Docs
/
AWS Cloud
Chapter 14
14 — CloudWatch & Monitoring
CloudWatch Overview
| Feature | Purpose |
|---|---|
| Metrics | Numerical data points (CPU, memory, request count) |
| Logs | Application and service log aggregation |
| Alarms | Alert when metrics cross thresholds |
| Dashboards | Visualize metrics in real-time |
| X-Ray | Distributed tracing (request flow across services) |
| CloudTrail | Audit log of all AWS API calls |
Metrics
# Built-in metrics (free, 5-min intervals)
# EC2: CPUUtilization, NetworkIn/Out, DiskRead/Write
# RDS: DatabaseConnections, FreeStorageSpace, ReadLatency
# ALB: RequestCount, TargetResponseTime, HTTPCode_Target_5XX
# Lambda: Invocations, Duration, Errors, Throttles
# SQS: NumberOfMessagesVisible, ApproximateAgeOfOldestMessage
# Custom metrics
aws cloudwatch put-metric-data \
--namespace MyApp \
--metric-name ActiveUsers \
--value 42 \
--unit Count
import { CloudWatchClient, PutMetricDataCommand } from '@aws-sdk/client-cloudwatch';
const cw = new CloudWatchClient({});
await cw.send(new PutMetricDataCommand({
Namespace: 'MyApp',
MetricData: [{
MetricName: 'OrderProcessingTime',
Value: 150,
Unit: 'Milliseconds',
Dimensions: [{ Name: 'Service', Value: 'order-api' }],
}],
}));
Logs
# Log groups & streams
/ecs/api → Log group
ecs/api/task-123 → Log stream
# Query logs (CloudWatch Logs Insights)
fields @timestamp, @message
| filter @message like /ERROR/
| sort @timestamp desc
| limit 50
# Filter patterns
{ $.level = "error" }
{ $.statusCode >= 500 }
{ $.duration > 5000 }
Structured Logging (Best Practice)
// ✅ Structured JSON logs
console.log(JSON.stringify({
level: 'info',
message: 'Order processed',
orderId: '123',
duration: 150,
userId: 'user-456',
}));
// ❌ Unstructured logs (hard to query)
console.log('Order 123 processed in 150ms for user 456');
Alarms
# Alert when API errors exceed threshold
aws cloudwatch put-metric-alarm \
--alarm-name "High-5XX-Errors" \
--metric-name HTTPCode_Target_5XX_Count \
--namespace AWS/ApplicationELB \
--statistic Sum \
--period 300 \
--threshold 10 \
--comparison-operator GreaterThanThreshold \
--evaluation-periods 2 \
--alarm-actions arn:aws:sns:us-east-1:123:alerts-topic
# Common alarms:
# CPU > 80% for 5 minutes
# 5XX errors > 10 in 5 minutes
# Lambda errors > 5% of invocations
# SQS queue depth > 1000
# RDS free storage < 5 GB
X-Ray (Distributed Tracing)

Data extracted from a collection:
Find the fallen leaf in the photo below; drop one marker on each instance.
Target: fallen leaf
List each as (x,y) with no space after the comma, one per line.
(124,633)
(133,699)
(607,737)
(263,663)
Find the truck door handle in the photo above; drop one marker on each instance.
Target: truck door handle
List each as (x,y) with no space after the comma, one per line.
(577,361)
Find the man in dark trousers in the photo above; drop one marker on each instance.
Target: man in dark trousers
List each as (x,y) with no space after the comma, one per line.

REQUIREMENT: In the CloudWatch chapter, reproduce the passage starting at "fields @timestamp, @message" and ending at "Logging (Best Practice)", switching "desc" to "asc".

SOLUTION:
fields @timestamp, @message
| filter @message like /ERROR/
| sort @timestamp asc
| limit 50
# Filter patterns
{ $.level = "error" }
{ $.statusCode >= 500 }
{ $.duration > 5000 }
Structured Logging (Best Practice)